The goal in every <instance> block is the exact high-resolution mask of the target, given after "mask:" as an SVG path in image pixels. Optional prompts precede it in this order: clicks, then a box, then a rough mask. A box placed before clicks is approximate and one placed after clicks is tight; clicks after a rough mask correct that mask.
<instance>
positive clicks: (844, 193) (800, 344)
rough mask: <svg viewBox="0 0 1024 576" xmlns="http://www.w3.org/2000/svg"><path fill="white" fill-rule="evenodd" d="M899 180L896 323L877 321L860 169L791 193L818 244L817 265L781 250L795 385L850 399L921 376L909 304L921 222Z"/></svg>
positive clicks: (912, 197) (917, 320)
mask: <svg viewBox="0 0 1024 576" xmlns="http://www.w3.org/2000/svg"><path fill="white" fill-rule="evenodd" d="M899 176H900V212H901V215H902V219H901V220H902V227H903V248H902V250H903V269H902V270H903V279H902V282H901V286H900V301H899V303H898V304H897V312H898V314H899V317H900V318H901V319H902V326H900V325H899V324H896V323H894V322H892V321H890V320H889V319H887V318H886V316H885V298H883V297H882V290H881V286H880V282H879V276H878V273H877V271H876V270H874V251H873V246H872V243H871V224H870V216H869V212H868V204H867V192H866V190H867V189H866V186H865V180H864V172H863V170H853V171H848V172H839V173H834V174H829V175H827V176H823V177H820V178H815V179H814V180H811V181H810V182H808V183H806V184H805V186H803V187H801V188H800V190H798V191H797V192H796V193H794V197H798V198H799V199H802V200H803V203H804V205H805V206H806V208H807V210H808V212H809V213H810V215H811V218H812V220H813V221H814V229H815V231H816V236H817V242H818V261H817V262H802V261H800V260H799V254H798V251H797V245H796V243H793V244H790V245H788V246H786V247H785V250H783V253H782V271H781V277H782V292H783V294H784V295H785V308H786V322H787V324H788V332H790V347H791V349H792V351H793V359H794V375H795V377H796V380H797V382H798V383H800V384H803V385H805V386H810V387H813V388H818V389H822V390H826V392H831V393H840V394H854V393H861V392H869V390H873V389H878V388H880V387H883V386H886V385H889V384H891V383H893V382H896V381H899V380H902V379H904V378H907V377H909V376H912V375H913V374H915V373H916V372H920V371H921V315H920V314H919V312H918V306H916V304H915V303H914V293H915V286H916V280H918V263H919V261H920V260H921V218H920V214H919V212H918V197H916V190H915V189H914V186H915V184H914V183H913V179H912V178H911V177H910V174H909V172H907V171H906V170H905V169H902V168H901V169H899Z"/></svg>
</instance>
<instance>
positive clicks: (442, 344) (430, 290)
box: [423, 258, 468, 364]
# # # # # # #
TASK OBJECTIVE: Every entry above should be transcribed exactly and in full.

ANSWER BOX:
The goal in every <instance> block is the exact high-resolution mask of the target, given after "mask:" as an SVG path in image pixels. Optional prompts precede it in this order: clicks, then a box, then a rough mask. A box placed before clicks is approximate and one placed after clicks is tight; clicks after a rough mask correct that mask.
<instance>
positive clicks: (844, 193) (800, 344)
rough mask: <svg viewBox="0 0 1024 576" xmlns="http://www.w3.org/2000/svg"><path fill="white" fill-rule="evenodd" d="M899 180L896 323L877 321L860 169L791 193L818 244L817 265L781 250L795 385L850 399L921 376L909 304L921 222Z"/></svg>
positive clicks: (912, 197) (917, 320)
mask: <svg viewBox="0 0 1024 576" xmlns="http://www.w3.org/2000/svg"><path fill="white" fill-rule="evenodd" d="M899 176H900V212H901V215H902V219H901V220H902V227H903V248H902V250H903V269H902V270H903V279H902V282H901V286H900V301H899V303H898V304H897V312H898V314H899V317H900V318H901V319H902V326H900V325H899V324H896V323H894V322H892V321H890V320H889V319H887V318H886V316H885V298H883V297H882V290H881V286H880V282H879V276H878V273H877V271H876V270H874V251H873V246H872V243H871V224H870V216H869V212H868V204H867V192H866V190H867V189H866V186H865V180H864V172H863V170H853V171H848V172H839V173H834V174H829V175H827V176H823V177H820V178H815V179H814V180H811V181H810V182H808V183H806V184H805V186H803V187H801V188H800V190H798V191H797V192H796V193H794V197H798V198H799V199H802V200H803V203H804V205H805V206H806V208H807V210H808V212H809V213H810V215H811V218H812V220H813V221H814V229H815V231H816V236H817V242H818V261H817V262H802V261H800V260H799V254H798V251H797V245H796V243H793V244H790V245H788V246H786V247H785V250H783V253H782V271H781V277H782V292H783V294H784V295H785V308H786V322H787V324H788V332H790V347H791V349H792V351H793V359H794V375H795V377H796V380H797V382H798V383H800V384H803V385H805V386H810V387H813V388H818V389H822V390H826V392H831V393H840V394H854V393H861V392H869V390H873V389H878V388H880V387H883V386H886V385H889V384H891V383H893V382H896V381H899V380H902V379H904V378H907V377H909V376H912V375H913V374H915V373H916V372H920V371H921V315H920V314H919V312H918V306H916V304H915V303H914V293H915V286H916V280H918V263H919V261H920V260H921V218H920V214H919V212H918V197H916V190H915V189H914V186H915V184H914V183H913V179H912V178H911V177H910V174H909V172H907V171H906V170H905V169H902V168H901V169H899Z"/></svg>
</instance>
<instance>
positive clicks: (442, 344) (430, 290)
box: [423, 258, 468, 364]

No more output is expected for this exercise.